* _Listed entries_
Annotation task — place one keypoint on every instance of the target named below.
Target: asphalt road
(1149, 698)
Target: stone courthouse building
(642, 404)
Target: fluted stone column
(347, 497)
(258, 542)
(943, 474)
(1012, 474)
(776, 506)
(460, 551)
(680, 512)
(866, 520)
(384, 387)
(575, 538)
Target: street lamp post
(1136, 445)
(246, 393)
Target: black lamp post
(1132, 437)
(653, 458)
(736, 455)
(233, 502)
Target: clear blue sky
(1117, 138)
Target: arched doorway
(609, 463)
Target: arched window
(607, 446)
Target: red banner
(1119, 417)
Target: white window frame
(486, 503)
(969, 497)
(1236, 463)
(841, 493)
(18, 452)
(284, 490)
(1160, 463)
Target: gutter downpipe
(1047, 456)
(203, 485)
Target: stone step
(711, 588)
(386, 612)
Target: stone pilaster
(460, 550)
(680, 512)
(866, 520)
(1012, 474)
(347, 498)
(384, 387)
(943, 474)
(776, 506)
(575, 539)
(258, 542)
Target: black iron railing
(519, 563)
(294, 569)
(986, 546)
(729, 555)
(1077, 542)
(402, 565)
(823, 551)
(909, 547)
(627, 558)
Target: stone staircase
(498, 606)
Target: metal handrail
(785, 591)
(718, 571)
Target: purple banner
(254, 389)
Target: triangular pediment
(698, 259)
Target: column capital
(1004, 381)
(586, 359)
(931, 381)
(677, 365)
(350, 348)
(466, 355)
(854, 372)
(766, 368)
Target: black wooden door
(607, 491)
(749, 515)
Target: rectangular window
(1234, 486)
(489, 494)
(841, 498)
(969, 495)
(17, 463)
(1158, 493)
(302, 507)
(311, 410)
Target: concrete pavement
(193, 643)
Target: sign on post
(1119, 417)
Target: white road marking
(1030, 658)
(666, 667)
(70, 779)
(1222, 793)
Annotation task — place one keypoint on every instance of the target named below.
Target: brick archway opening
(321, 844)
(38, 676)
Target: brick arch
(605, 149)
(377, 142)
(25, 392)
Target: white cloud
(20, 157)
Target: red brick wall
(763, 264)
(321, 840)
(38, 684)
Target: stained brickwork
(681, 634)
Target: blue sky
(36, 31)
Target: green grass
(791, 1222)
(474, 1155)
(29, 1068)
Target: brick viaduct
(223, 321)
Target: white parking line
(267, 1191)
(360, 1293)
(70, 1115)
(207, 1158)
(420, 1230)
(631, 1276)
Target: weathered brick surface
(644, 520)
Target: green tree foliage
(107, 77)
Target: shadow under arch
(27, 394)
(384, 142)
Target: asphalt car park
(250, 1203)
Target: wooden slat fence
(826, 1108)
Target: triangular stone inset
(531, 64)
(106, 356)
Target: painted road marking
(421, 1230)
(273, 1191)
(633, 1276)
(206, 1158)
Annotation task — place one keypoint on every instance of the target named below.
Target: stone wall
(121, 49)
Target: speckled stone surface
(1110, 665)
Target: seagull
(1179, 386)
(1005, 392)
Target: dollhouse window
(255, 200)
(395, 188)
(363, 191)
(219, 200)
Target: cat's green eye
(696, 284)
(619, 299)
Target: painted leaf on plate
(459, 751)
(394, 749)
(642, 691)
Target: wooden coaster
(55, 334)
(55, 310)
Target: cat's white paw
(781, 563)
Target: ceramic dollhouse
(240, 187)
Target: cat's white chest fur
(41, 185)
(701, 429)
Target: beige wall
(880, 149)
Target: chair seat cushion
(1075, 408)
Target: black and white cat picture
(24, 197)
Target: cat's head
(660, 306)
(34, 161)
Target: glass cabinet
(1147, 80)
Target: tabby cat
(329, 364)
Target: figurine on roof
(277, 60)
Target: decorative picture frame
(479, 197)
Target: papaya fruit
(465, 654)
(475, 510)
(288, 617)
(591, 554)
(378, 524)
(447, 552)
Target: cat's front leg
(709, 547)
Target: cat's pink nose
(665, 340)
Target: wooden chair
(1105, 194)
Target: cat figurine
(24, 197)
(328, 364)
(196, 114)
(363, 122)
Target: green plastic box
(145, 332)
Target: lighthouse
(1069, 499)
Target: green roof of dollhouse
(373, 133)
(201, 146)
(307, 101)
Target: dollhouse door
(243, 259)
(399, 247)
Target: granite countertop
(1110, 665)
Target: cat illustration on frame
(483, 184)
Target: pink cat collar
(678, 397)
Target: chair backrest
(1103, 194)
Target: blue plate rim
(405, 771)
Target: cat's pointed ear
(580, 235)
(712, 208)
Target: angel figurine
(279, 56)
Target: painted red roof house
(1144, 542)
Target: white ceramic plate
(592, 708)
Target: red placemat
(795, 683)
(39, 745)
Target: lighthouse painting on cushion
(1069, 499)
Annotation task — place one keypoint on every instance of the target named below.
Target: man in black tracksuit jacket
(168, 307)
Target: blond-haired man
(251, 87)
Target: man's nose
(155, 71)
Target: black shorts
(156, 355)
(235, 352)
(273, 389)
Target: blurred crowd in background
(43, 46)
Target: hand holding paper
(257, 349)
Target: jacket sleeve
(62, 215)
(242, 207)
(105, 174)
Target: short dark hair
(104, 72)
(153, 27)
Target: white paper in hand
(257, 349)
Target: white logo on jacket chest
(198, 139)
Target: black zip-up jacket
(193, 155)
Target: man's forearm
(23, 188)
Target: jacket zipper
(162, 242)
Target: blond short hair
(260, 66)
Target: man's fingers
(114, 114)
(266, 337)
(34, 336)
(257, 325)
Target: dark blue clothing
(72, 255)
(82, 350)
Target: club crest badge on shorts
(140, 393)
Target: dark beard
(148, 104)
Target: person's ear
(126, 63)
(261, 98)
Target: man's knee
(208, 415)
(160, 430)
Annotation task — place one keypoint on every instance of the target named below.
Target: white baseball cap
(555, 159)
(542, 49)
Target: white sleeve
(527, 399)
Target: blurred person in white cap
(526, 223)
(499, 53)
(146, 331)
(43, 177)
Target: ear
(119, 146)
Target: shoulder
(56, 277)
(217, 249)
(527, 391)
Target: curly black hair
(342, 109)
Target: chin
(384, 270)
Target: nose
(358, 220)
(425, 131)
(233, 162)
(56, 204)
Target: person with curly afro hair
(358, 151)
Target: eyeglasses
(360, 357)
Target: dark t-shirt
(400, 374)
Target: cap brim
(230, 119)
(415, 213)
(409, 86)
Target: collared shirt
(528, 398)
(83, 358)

* _Your objective_
Repeat every line of the material exactly as given.

* _Answer to the problem_
Annotation task — place one keypoint on every instance of the target named below.
Target: asphalt road
(1149, 698)
Target: stone courthouse building
(642, 404)
Target: fluted stone column
(347, 497)
(258, 542)
(943, 474)
(1012, 474)
(776, 506)
(460, 551)
(680, 512)
(866, 520)
(384, 387)
(575, 538)
Target: street lamp post
(1136, 445)
(246, 393)
Target: black lamp post
(1132, 437)
(653, 458)
(736, 455)
(233, 502)
Target: clear blue sky
(1117, 138)
Target: arched doorway
(609, 463)
Target: arched window
(607, 446)
Target: red banner
(1119, 417)
Target: white window frame
(486, 503)
(969, 497)
(1236, 463)
(841, 493)
(18, 452)
(284, 490)
(1160, 463)
Target: gutter downpipe
(1047, 456)
(203, 485)
Target: stone step
(711, 588)
(386, 612)
Target: stone pilaster
(460, 550)
(680, 512)
(866, 520)
(1012, 474)
(347, 498)
(384, 387)
(943, 474)
(776, 506)
(575, 539)
(258, 542)
Target: black iron railing
(519, 563)
(294, 569)
(986, 546)
(729, 555)
(1077, 542)
(402, 565)
(823, 551)
(909, 547)
(627, 558)
Target: stone staircase
(498, 606)
Target: metal handrail
(785, 591)
(718, 571)
Target: purple banner
(254, 389)
Target: triangular pediment
(698, 259)
Target: column capital
(1004, 381)
(586, 359)
(931, 381)
(677, 365)
(350, 348)
(466, 355)
(854, 372)
(766, 368)
Target: black wooden door
(607, 491)
(749, 515)
Target: rectangular window
(1234, 486)
(489, 494)
(841, 498)
(969, 495)
(17, 463)
(1158, 493)
(302, 507)
(311, 410)
Target: concrete pavement
(193, 643)
Target: sign on post
(1119, 417)
Target: white road marking
(1030, 658)
(666, 667)
(70, 779)
(1222, 793)
Annotation task — place one keypoint on every instance of the target named below.
Target: brick archway opening
(321, 844)
(38, 676)
Target: brick arch
(605, 149)
(377, 142)
(25, 392)
Target: white cloud
(20, 157)
Target: red brick wall
(763, 264)
(321, 840)
(38, 684)
Target: stained brickwork
(681, 634)
Target: blue sky
(36, 31)
Target: green grass
(791, 1222)
(474, 1155)
(29, 1068)
Target: brick viaduct
(223, 321)
Target: white parking line
(267, 1191)
(360, 1293)
(70, 1115)
(207, 1158)
(420, 1230)
(631, 1276)
Target: weathered brick surface
(644, 520)
Target: green tree foliage
(107, 77)
Target: shadow under arch
(27, 394)
(384, 142)
Target: asphalt car park
(250, 1203)
Target: wooden slat fence
(826, 1108)
Target: triangular stone inset
(531, 64)
(106, 356)
Target: painted road marking
(421, 1230)
(273, 1191)
(633, 1276)
(206, 1158)
Annotation task — place one keypoint on every instance of the target named below.
Target: stone wall
(121, 49)
Target: speckled stone surface
(1110, 665)
Target: seagull
(1179, 386)
(1005, 392)
Target: dollhouse window
(255, 200)
(395, 188)
(363, 191)
(219, 200)
Target: cat's green eye
(696, 284)
(619, 299)
Target: painted leaf on plate
(459, 751)
(394, 749)
(642, 691)
Target: wooden coaster
(55, 334)
(55, 310)
Target: cat's white paw
(781, 563)
Target: ceramic dollhouse
(240, 187)
Target: cat's white chest fur
(41, 185)
(701, 429)
Target: beige wall
(880, 149)
Target: chair seat cushion
(1075, 408)
Target: black and white cat picture
(24, 197)
Target: cat's head
(660, 306)
(34, 161)
Target: glass cabinet
(1147, 80)
Target: tabby cat
(329, 364)
Target: figurine on roof
(277, 60)
Target: decorative picture frame
(479, 197)
Target: papaya fruit
(465, 654)
(475, 510)
(288, 617)
(591, 554)
(378, 524)
(447, 552)
Target: cat's front leg
(709, 547)
Target: cat's pink nose
(665, 340)
Target: wooden chair
(1105, 194)
Target: cat figurine
(24, 197)
(328, 364)
(196, 114)
(363, 122)
Target: green plastic box
(145, 332)
Target: lighthouse
(1069, 499)
Target: green roof of dollhouse
(373, 133)
(201, 146)
(307, 101)
Target: dollhouse door
(243, 259)
(399, 247)
Target: granite countertop
(1110, 665)
Target: cat illustration on frame
(483, 184)
Target: pink cat collar
(678, 397)
Target: chair backrest
(1103, 194)
Target: blue plate rim
(405, 771)
Target: cat's pointed ear
(580, 235)
(712, 208)
Target: angel figurine
(279, 56)
Target: painted red roof house
(1144, 542)
Target: white ceramic plate
(592, 708)
Target: red placemat
(795, 683)
(39, 745)
Target: lighthouse painting on cushion
(1069, 499)
Annotation task — place one keypoint on every instance of the target named below.
Target: man in black tracksuit jacket
(168, 307)
Target: blond-haired man
(251, 87)
Target: man's nose
(155, 71)
Target: black shorts
(156, 355)
(235, 352)
(273, 389)
Target: blurred crowd in background
(43, 46)
Target: hand holding paper
(257, 349)
Target: jacket sleeve
(62, 215)
(242, 207)
(105, 174)
Target: short dark hair
(104, 72)
(153, 27)
Target: white paper in hand
(257, 349)
Target: white logo on jacket chest
(198, 139)
Target: black zip-up jacket
(193, 155)
Target: man's forearm
(23, 188)
Target: jacket zipper
(162, 242)
Target: blond short hair
(260, 66)
Target: man's fingers
(114, 114)
(266, 337)
(34, 336)
(257, 325)
Target: dark blue clothing
(72, 255)
(82, 350)
Target: club crest badge on shorts
(140, 393)
Target: dark beard
(148, 104)
Target: person's ear
(126, 63)
(261, 98)
Target: man's knee
(208, 415)
(160, 430)
Annotation task — place one keypoint on every instance of the target named below.
Target: white baseball cap
(555, 159)
(542, 49)
Target: white sleeve
(527, 399)
Target: blurred person in white cap
(526, 223)
(499, 53)
(146, 331)
(43, 177)
Target: ear
(119, 146)
Target: shoulder
(56, 277)
(217, 249)
(527, 391)
Target: curly black hair
(342, 109)
Target: chin
(384, 270)
Target: nose
(358, 220)
(425, 131)
(233, 162)
(56, 204)
Target: person with curly afro hair
(358, 151)
Target: eyeglasses
(360, 357)
Target: dark t-shirt
(400, 374)
Target: cap brim
(230, 119)
(415, 213)
(409, 86)
Target: collared shirt
(528, 398)
(83, 358)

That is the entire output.